(Extracted data entries)
════════════════════
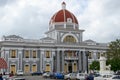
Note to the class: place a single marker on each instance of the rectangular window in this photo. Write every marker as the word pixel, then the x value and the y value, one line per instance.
pixel 13 54
pixel 27 54
pixel 34 54
pixel 47 54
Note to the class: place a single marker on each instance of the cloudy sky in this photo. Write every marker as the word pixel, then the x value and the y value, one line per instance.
pixel 30 18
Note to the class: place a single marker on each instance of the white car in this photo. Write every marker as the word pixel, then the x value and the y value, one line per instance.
pixel 70 76
pixel 20 73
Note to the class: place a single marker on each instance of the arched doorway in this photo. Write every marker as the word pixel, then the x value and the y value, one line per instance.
pixel 13 68
pixel 34 68
pixel 70 66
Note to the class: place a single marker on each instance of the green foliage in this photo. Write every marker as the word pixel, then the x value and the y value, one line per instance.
pixel 113 55
pixel 114 49
pixel 115 64
pixel 95 65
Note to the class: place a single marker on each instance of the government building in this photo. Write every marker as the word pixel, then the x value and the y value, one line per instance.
pixel 62 50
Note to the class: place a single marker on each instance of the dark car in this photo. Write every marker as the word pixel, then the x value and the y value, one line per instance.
pixel 117 77
pixel 36 73
pixel 58 75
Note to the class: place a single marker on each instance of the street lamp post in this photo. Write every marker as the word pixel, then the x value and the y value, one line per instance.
pixel 87 54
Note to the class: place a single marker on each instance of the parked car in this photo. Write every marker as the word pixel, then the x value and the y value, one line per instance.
pixel 81 76
pixel 70 76
pixel 116 77
pixel 46 74
pixel 20 73
pixel 36 73
pixel 14 78
pixel 59 76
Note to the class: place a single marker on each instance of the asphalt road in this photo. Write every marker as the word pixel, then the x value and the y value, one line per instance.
pixel 35 78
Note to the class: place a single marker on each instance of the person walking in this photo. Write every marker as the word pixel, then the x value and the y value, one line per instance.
pixel 1 76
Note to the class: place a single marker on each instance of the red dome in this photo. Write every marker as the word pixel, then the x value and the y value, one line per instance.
pixel 63 15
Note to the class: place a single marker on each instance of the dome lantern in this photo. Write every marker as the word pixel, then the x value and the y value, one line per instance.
pixel 63 5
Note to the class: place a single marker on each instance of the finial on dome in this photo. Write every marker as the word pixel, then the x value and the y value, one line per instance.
pixel 63 5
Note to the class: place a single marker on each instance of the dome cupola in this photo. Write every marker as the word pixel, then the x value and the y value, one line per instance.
pixel 63 16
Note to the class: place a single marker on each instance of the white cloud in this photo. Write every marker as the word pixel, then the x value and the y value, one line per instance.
pixel 100 22
pixel 30 18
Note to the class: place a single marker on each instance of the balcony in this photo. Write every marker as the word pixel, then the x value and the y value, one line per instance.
pixel 13 59
pixel 71 58
pixel 31 59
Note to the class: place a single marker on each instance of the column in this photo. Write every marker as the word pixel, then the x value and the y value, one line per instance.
pixel 84 61
pixel 79 60
pixel 63 62
pixel 58 61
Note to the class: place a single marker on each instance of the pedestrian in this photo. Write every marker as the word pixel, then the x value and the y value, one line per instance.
pixel 1 76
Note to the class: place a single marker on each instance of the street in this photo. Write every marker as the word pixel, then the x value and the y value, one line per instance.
pixel 35 78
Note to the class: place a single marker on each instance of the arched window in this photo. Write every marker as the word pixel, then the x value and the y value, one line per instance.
pixel 69 39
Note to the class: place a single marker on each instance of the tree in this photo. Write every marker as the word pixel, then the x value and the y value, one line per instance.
pixel 113 55
pixel 114 49
pixel 95 65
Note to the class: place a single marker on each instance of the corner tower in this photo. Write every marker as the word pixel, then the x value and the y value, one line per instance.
pixel 64 27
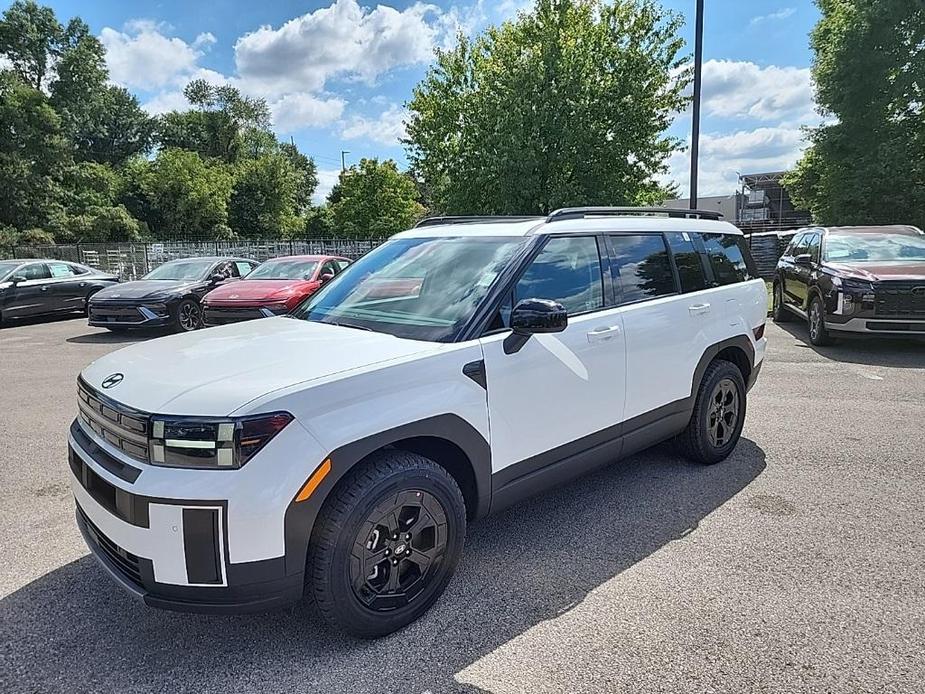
════════════════════
- [EXERCISE TASK]
Rewrite all the records above, replacing each "Note to the class" with "Instruction" and leaving every other word as it is. Omit the pictures from your answer.

- [WRITTEN ANSWER]
Instruction: place a single marker on each instance of the rectangular window in this photo. Write every marker as the word pixel, then the x value and the y value, one line per instance.
pixel 13 54
pixel 27 54
pixel 34 54
pixel 47 54
Instruction: place a single marker on each instance of the cloudy sky in this photo. Write every marker as the word pixel, then the x value and the y value, one line per instance.
pixel 30 18
Instruction: place a single marker on each instance of the white car in this photo. Write every marker as the word pixel, then the x value and the y value, one line per instance.
pixel 70 76
pixel 20 73
Instruction: place a single marker on each instance of the arched doorway in this photo. Write every marker as the word pixel, then the x value and the y value, one line per instance.
pixel 13 68
pixel 34 68
pixel 70 66
Instruction: place a single marker on each instance of the green foliage in this photo. Write every marker as the word pixel, then the x value and the y value, one line per instance.
pixel 113 55
pixel 114 49
pixel 115 64
pixel 95 65
Instruction: place a single marker on each instance of the government building in this photo. Write every marker as the word pixel, then the x value and the y value, one line per instance.
pixel 62 50
Instruction: place a single marker on each instance of the dark car in this photo. Write every marker as the word pixel, then the x value and the y value, one line per instance.
pixel 117 77
pixel 36 73
pixel 58 75
Instruction: place a single marker on each instance of the street lamp post in this photo. Write every marker as the word pixel, then the x value and the y value, one line per instance.
pixel 87 54
Instruction: place a single marker on each instance of the parked car in this photo. Write every marker as the word pixel, then the x value and the y value, one line per instance.
pixel 81 76
pixel 70 76
pixel 116 77
pixel 46 74
pixel 20 73
pixel 36 73
pixel 14 78
pixel 59 76
Instruction: place a single marker on each instance of the asphalt road in this photo. Write every marker as the word pixel, then the x value and the y value, one line per instance.
pixel 35 78
Instruction: place a single marker on each instance of the person walking in this photo. Write every marker as the word pixel, then the x value and the y value, one line per instance.
pixel 1 76
Instruction: place a single marker on each instance of the red dome in this photo. Write every marker as the word pixel, then the x value and the y value, one line per instance.
pixel 63 15
Instruction: place a single marker on each instance of the dome lantern in this photo. Write every marker as the word pixel, then the x value and the y value, one line per instance.
pixel 63 5
Instruction: place a single marker on each instance of the finial on dome in this photo. Write every marker as the word pixel, then the x value and the y value, one line per instance.
pixel 63 5
Instruction: place a single marker on each instance of the dome cupola in this photo. Write every marker as the word pixel, then the x value and the y value, one line per instance.
pixel 63 16
Instruction: place a single marker on each instance of the white cloud in this photo. Write every marker as the word pixel, then the x value and the y value, one line per instance.
pixel 100 22
pixel 30 18
Instruction: place a single marker on each instance of the balcony in this photo. Write every marker as the word pixel, then the x value and the y value, one line per instance.
pixel 13 59
pixel 71 58
pixel 31 59
Instruction: place a single marker on each instance of the column in this photo. Write every marker as the word pixel, then the x value and the y value, one line per instance.
pixel 84 61
pixel 79 60
pixel 63 62
pixel 58 61
Instruction: place a single marker on each instance of the pedestrian in this photo. Write every marker as the word pixel, then the x value and the y value, one line per instance.
pixel 1 76
Instruction: place a single marker on each instance of the street in this photo. Write every marker as the word pixel, then the x value and the y value, one line per instance.
pixel 35 78
Instruction: place a single marker on each instance of the arched window in this photo. Write every marker as the word pixel, then the x value and the y value, one line per instance.
pixel 69 39
Instruction: place a single marker on each instance of the tree in this photo. Write every marker as the word pixel, then the x value and the y value, one line per instance.
pixel 113 55
pixel 114 49
pixel 95 65
Instruction: place a single marker on each instance of the corner tower in this photo. Write every marker as the word pixel, then the x value and the y value, one line per instance.
pixel 64 27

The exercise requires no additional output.